#### Selection
= = = = =
DePaul alumni Landon Campbell and Michael Holmes saw an opportunity to provide some insight into the tumultuous professional journey people take in their 20s. They created a podcast called InTheir20s where Campbell and Holmes interview successful professionals from various fields to ask them what they were doing at that age.  

Some of the guests they have already interviewed include CEOs of tech and food companies, authors, and academics.

 Mike Haracz, the former head chef at McDonald’s was featured in a recent episode, as well as the Senior Director of Global Industry Marketing at Microsoft Kati Quigley. They have a great list of guests lined up for future episodes as well with 2020 presidential candidate Beto O’Rourke and author Kevin Coval among others.

“Before getting anybody on board, this really took Micheal and I having to understand what we wanted the purpose of InTheir20s in our mission,” Campbell said. “And we got very, very specific with that. The different mediums we want to work with social platforms, the types of guests that we want to have.”

Reaching out and landing these guests is a challenge in itself. They started by exploring their own networks. Campbell and Holmes both had many internships through college, with Campbell having ten different ones himself. This grew their respective networks, which Campell stresses the importance of.

The most striking thing about the interviews is the length. With so many podcasts sucking up a large allotment of time, with conversations that go on and on for over an hour, Campbell and Holmes knew they wanted to break away from that.
= = = = =
[Pointing dataset records]
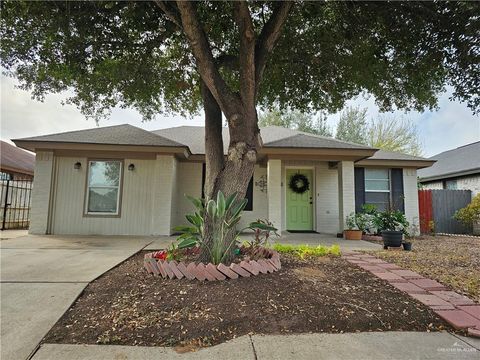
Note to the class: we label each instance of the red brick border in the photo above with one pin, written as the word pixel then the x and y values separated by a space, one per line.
pixel 246 268
pixel 458 310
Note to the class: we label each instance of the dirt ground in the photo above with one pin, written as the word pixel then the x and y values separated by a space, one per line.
pixel 453 261
pixel 130 307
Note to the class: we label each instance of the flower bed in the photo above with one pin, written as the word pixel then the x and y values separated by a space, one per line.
pixel 156 263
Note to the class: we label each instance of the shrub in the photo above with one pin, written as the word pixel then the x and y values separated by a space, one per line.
pixel 304 250
pixel 222 216
pixel 471 213
pixel 392 220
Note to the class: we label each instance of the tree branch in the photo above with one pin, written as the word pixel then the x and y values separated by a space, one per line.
pixel 247 53
pixel 170 12
pixel 269 37
pixel 205 62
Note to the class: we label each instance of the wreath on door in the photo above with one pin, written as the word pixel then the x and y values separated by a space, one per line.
pixel 299 183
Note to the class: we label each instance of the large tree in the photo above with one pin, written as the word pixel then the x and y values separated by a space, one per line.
pixel 232 56
pixel 352 125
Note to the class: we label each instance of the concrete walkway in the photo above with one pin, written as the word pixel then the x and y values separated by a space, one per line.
pixel 361 346
pixel 311 239
pixel 41 276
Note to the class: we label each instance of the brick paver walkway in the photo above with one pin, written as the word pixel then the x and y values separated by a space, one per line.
pixel 458 310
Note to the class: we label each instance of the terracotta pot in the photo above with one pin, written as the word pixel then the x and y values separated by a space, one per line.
pixel 352 234
pixel 392 238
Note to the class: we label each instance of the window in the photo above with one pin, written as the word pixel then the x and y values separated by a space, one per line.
pixel 450 184
pixel 377 188
pixel 103 187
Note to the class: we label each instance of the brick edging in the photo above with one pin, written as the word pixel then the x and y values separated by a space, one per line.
pixel 199 271
pixel 456 309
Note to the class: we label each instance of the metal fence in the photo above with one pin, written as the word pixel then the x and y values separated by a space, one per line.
pixel 15 201
pixel 437 207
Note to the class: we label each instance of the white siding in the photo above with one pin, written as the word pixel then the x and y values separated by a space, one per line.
pixel 410 192
pixel 346 192
pixel 260 199
pixel 327 199
pixel 189 182
pixel 44 163
pixel 138 200
pixel 437 185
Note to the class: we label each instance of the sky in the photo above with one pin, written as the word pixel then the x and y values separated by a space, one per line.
pixel 451 126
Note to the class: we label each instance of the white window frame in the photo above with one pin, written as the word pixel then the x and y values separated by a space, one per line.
pixel 119 187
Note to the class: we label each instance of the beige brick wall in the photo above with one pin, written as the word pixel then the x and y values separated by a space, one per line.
pixel 43 172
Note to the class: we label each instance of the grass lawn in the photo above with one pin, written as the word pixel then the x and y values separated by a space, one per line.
pixel 323 294
pixel 453 261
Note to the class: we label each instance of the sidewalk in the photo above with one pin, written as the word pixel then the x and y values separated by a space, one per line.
pixel 458 310
pixel 360 346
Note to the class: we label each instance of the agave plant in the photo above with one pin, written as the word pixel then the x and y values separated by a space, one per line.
pixel 221 216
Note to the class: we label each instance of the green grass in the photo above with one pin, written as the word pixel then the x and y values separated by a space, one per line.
pixel 304 250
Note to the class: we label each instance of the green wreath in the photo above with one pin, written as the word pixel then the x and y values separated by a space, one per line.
pixel 299 183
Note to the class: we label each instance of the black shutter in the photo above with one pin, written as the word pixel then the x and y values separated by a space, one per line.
pixel 397 190
pixel 359 189
pixel 249 196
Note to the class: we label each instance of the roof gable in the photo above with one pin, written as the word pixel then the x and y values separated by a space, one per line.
pixel 14 158
pixel 110 135
pixel 464 159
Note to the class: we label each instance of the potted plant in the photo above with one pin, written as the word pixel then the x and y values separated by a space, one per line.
pixel 392 225
pixel 352 232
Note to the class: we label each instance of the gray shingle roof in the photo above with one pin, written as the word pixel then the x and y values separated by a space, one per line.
pixel 393 155
pixel 455 162
pixel 16 158
pixel 112 135
pixel 273 136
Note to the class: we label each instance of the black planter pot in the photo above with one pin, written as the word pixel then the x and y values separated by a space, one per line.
pixel 392 238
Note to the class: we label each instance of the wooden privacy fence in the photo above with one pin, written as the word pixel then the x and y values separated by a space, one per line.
pixel 15 201
pixel 437 207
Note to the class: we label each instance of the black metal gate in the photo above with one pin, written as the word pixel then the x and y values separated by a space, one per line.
pixel 16 199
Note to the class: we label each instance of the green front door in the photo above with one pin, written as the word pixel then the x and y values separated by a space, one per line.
pixel 299 206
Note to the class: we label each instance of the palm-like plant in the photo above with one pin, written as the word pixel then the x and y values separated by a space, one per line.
pixel 223 215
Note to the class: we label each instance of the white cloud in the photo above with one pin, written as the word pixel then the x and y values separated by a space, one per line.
pixel 451 126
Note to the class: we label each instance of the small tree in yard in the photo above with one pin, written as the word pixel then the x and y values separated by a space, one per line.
pixel 232 56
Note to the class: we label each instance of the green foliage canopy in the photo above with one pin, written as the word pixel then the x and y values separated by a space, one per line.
pixel 130 54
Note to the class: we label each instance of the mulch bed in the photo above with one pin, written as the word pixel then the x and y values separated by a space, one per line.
pixel 452 260
pixel 129 307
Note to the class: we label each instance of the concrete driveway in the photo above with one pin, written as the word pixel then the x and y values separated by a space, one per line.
pixel 41 276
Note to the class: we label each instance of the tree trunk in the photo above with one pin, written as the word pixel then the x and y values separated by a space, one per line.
= = = = =
#### Exercise set
a – According to the podcast article, how did Campbell and Holmes come to have networks they could draw on when looking for guests? Answer in one to three sentences.
b – Proceed with the podcast article, picking up after its final sentence.
The material shown after the podcast article is separate from it.

#### Results for each task
a – Both had many internships during college, and Campbell alone had ten. Those internships grew their networks, which they explored first when reaching out to guests.

b –
“We wanted to do a short format,” Holmes said. “We discussed a lot about the format in which we should release the videos. We originally started with really short clips, like three or four minutes. It kind of made it so not everyone received the whole picture. So that’s when we moved into more of releasing the whole interview but still keeping the interview within 15 to maybe 25 minutes max.”

That 15 to 25-minute window is the sweet spot for their channel in its early stages, especially for a target audience that tends to have a shorter attention span. This level of audience focus is part of what makes InTheir20s an engaging and compelling podcast. 

Both Campbell and Holmes graduated from DePaul in June. Campbell arrived from Oakland, California to attend The Theatre School as a freshman, before switching to business in what he described jokingly as a “quarter-life crisis.” 

The podcast has had a variety of notable guests. (Photo courtesy of Landon Campbell)

Holmes graduated with a degree in finance with a minor in accounting, now working at Mazars USA as a valuation associate. He started his own business in high school that took excess food from restaurants and composted it to sell to landscaping companies.

Both of them thank their respective backgrounds that led them to their newest project. “I think as humans we are natural storytellers,” Campbell said. “Companies want to know what the hell you’ve done and what you can bring [to] the company before they hire you. And that’s what Michael and I have really enjoyed: creating stories.”

They both found many connections to people in college through internships and networking. Holmes served as the finance chair of Phi Kappa Psi and was able to use the greek life experience as a tool for his career.

“I would say it benefited me a lot, in my ability to meet with a group of guys and kind of get to know everybody,” Holmes said. “That’s kind of how it is in the real world too, you need to get to know everybody and learn about their past because you can learn a lot from somebody’s past. So that’s kind of the whole idea of InTheir20s.”

The lineup of guests on InTheir20s is diverse in many ways. There are guests from all over the country and from all walks of life. The guests also cover a laundry list of industries from finance tech, food, travel, the arts, politics and more. All with the aim oft  trying to find out what they did in their 20s to get where they are now.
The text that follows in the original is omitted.